### Tasks to carry out
- a) Answer these from the High On Fire review:
(i) Which three albums does the review say the band finds the sweet spot between?
(ii) Who produced Death Is This Communion?
(iii) Which band does the review name as the only one doing this better than High On Fire?
- b) In the High On Fire review, turn the paragraph that begins "To be honest, 2007's Death Is This Communion" into a short bulleted list that keeps its main facts.

### Quoted passage
-------

This is a good thing, because very few bands are capable of producing the kind of noise that High On Fire do; furious battle metal that rages across the landscape like a pack of charging elephants. Midtempo stoner-boogie bands and mathy post-thrash metal bands are a dime a dozen these days, but few musicians have had the good sense and chops to find the sweet spot between Metallica's Kill 'em All, Celtic Frost's To Mega Therion and Black Sabbath's Sabotage. Never sacrificing their primal essence in favor of showing off their considerable chops, High On Fire do what they do better than anyone this side of Motörhead, and here's hoping they keep doing it for years to come.

To be honest, 2007's Death Is This Communion is a mighty tough act to follow. Produced by the legendary Jack Endino, the record was a culmination of everything that High on Fire had striven to perfect. It had a fantastic collection of songs, and managed to tie them all together in such a way that the whole album moved like a multi-headed riff colossus, single minded in its determination to lay waste to the world. Acoustic interludes and Pike's best vocal performances yet made the record an engaging listen that was heavy but varied in texture and mood and easily accessible to both heavy rock and metal fans. A classic heavy metal album by any measure, it made for the most dynamic release of their career.

-------

### Extracted information
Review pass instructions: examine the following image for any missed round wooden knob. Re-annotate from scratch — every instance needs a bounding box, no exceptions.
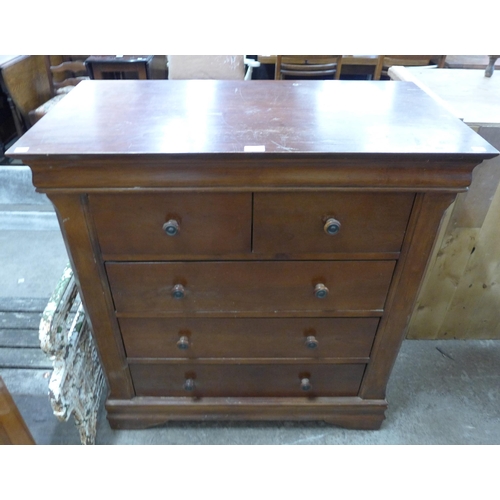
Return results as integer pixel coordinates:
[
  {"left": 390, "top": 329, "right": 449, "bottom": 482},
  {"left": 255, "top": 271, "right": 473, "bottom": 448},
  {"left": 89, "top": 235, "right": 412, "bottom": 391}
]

-------

### Expected responses
- a)
(i) Metallica's Kill 'em All, Celtic Frost's To Mega Therion and Black Sabbath's Sabotage
(ii) Jack Endino
(iii) Motörhead

- b)
- Death Is This Communion (2007) is a very hard act to follow.
- It was produced by Jack Endino and capped everything the band had worked to perfect.
- Its strong songs were tied together so the album moved as one crushing whole.
- Acoustic interludes and Pike's best vocals yet gave it varied texture and mood while it stayed heavy.
- It appealed to both heavy rock and metal fans.
- It is a classic heavy metal album and the band's most dynamic release.